**EXCERPTED PASSAGE**

Where is the Greenway?

The Parks Board’s April 30 press release stated that while the project “preserves the potential for a future Bayou Greenways 2020 trail,” the Board “at this time” is “not constructing a greenway or hike-and-bike trail.”

Bayou Greenways 2020 is the Parks Board’s signature project: the installation of 150 miles of wide concrete sidewalks along our mostly mowed, treeless, channelized and concreted bayous. The project has provided Houstonians with much needed areas to bike, jog, and walk, connecting bayous, parks, and neighborhoods. We do wish that more native trees and vegetation would be planted on these shadeless, lifeless bayous. The City’s Natural Resources Management Program, a part of the Parks and Recreation Department, does have projects to restore prairies and the riparian areas of some bayous in city parks.

However, destroying the natural greenery of a bayou in order to create a “greenway” seems counter-productive, to put it mildly. Biodiversity loss is a profound issue worldwide, in urban areas in particular, considered a threat to human health and survival, a factor in epidemics.

While the Parks Board’s announcement says that the “stable” bank will be “planted to match the adjacent landscape,” whatever that means, concrete riprap and metal walls destroy the natural, beneficial functions of the bank and stream. These functions include naturally adjusting and stabilizing itself. In the last three years since Harvey, the bank has done that with deep-rooted plants, native trees and a wall of sturdy cane, now being ripped out.

**PROBLEM REQUIREMENTS**
Carry on the piece about the bayou bank and the Parks Board's Greenway project, starting right after its final sentence.

**DATA LISTING**
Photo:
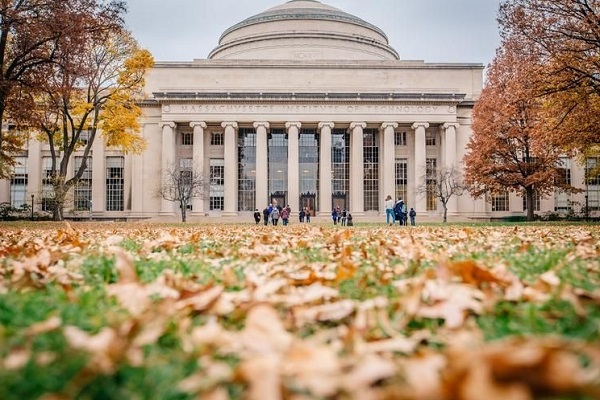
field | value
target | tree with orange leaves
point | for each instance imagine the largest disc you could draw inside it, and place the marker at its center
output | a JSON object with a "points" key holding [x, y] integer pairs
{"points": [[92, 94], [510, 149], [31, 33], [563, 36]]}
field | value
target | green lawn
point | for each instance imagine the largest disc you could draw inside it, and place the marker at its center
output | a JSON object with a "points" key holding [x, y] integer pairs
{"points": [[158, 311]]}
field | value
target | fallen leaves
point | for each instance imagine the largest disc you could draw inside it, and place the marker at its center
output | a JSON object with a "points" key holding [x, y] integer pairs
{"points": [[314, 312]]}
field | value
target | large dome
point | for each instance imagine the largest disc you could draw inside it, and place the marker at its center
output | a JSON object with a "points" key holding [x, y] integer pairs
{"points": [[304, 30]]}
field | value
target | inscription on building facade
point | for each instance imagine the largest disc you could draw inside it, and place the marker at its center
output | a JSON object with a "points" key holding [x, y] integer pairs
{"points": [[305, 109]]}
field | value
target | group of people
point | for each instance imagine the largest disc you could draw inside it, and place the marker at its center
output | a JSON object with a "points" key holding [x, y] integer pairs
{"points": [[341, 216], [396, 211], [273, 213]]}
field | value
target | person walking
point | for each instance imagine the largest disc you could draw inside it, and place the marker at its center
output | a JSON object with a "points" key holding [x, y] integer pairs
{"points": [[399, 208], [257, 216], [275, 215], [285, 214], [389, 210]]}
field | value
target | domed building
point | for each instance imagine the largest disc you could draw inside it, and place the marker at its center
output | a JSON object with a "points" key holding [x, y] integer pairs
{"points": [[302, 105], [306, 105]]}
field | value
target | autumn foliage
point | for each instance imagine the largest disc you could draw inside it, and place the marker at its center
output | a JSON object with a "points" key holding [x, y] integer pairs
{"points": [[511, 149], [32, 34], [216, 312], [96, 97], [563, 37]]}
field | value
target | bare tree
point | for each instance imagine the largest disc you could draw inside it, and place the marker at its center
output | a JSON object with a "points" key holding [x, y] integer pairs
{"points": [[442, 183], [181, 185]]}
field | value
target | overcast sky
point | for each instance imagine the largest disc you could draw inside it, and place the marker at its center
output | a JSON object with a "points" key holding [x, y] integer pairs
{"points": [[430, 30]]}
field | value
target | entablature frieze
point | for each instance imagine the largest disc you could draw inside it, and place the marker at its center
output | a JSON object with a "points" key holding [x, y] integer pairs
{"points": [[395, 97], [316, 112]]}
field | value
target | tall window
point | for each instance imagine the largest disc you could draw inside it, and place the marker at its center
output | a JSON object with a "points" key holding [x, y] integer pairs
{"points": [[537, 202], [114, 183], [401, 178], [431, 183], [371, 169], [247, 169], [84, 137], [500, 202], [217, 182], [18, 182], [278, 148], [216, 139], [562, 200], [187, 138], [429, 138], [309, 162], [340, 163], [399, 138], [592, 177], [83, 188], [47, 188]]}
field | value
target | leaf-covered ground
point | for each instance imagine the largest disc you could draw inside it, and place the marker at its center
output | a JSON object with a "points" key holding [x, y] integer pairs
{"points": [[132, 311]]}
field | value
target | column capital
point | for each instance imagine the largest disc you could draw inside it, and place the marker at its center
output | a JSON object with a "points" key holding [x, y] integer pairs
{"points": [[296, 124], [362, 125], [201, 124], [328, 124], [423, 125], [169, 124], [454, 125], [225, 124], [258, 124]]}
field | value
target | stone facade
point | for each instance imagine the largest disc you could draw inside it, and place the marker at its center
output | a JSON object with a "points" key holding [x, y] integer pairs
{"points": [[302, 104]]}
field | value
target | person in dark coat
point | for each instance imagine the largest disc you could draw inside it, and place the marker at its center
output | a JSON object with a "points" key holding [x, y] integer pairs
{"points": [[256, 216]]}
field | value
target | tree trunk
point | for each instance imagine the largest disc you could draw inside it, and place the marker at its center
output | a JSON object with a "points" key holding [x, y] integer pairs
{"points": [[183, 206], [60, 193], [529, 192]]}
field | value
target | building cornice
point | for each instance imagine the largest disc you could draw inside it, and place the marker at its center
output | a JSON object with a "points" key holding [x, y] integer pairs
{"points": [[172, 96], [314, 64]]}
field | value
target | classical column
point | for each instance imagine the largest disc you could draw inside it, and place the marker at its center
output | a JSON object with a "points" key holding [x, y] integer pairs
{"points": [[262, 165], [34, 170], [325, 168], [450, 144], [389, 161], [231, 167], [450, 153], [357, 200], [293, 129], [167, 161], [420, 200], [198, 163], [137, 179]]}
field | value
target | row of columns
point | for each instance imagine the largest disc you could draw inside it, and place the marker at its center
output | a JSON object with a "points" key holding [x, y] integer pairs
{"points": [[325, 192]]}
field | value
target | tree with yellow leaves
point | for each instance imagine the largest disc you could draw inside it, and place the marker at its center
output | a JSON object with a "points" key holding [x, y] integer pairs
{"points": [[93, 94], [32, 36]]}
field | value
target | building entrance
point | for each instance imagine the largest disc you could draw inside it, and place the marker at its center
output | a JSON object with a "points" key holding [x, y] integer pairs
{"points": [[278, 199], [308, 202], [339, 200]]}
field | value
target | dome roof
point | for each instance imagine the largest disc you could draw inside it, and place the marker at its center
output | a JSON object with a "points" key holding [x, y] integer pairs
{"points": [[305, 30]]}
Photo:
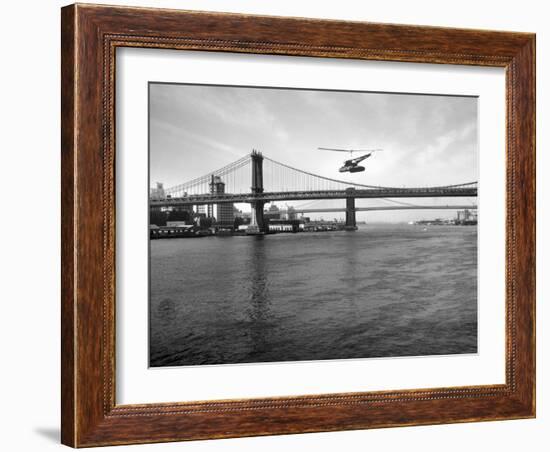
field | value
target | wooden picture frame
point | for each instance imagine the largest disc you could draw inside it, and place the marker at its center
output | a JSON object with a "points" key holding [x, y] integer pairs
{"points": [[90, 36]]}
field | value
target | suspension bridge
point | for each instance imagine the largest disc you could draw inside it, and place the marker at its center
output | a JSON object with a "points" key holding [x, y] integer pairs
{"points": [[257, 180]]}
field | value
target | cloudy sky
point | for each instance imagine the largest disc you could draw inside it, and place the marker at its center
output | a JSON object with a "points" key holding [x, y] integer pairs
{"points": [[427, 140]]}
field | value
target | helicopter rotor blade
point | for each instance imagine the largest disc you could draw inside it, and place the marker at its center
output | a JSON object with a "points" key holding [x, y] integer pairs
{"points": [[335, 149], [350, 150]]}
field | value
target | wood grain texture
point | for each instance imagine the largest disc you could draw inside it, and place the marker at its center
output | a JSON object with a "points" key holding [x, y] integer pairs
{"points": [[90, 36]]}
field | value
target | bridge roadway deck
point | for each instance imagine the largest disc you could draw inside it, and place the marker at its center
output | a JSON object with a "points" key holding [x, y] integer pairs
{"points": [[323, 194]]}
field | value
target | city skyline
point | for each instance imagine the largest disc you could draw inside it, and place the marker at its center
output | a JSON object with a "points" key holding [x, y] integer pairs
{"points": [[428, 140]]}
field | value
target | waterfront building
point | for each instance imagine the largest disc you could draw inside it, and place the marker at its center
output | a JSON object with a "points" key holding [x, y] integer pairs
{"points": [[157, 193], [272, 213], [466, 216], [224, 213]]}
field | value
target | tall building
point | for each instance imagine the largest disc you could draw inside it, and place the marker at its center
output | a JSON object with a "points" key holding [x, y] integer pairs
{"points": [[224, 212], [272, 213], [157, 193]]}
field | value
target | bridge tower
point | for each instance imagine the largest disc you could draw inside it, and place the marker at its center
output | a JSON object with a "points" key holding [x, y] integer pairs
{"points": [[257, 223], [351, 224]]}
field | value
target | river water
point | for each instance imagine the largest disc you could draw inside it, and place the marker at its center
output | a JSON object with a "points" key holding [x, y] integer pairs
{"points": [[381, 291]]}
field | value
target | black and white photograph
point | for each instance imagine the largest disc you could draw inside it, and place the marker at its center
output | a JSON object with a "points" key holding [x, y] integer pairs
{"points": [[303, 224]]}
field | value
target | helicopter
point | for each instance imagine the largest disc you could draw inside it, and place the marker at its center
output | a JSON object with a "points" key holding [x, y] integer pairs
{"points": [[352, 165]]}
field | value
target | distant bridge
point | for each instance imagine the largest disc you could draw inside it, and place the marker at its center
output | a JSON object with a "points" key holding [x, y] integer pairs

**OUTPUT FOR THIS EXERCISE**
The Board’s plan to extend the bank and harden it is clearly an attempt to support a wide concrete sidewalk on the bayou’s edge, always a foolish idea.

Safe Route Needed for Hikers, Bikers, Joggers. Access to the Bayou is Good.

Beth White, president of the Parks Board, did not immediately respond to questions about the route of the future “trail” that would connect joggers, hikers, and bikers headed to and from Memorial Park from Buffalo Bayou Park below Shepherd. Certainly a safe path is needed. The sidewalk along Memorial Drive west of Shepherd is narrow, broken, and dangerous. However, along the bayou, the land is narrow, wooded, and other than Memorial Park and the Hogg Bird Sanctuary, mostly private.

Recently the Memorial Park Conservancy, the private foundation managing the public park, closed public access to the popular but unofficial trails through the bayou woods on the southeastern side of the park, citing vague safety issues.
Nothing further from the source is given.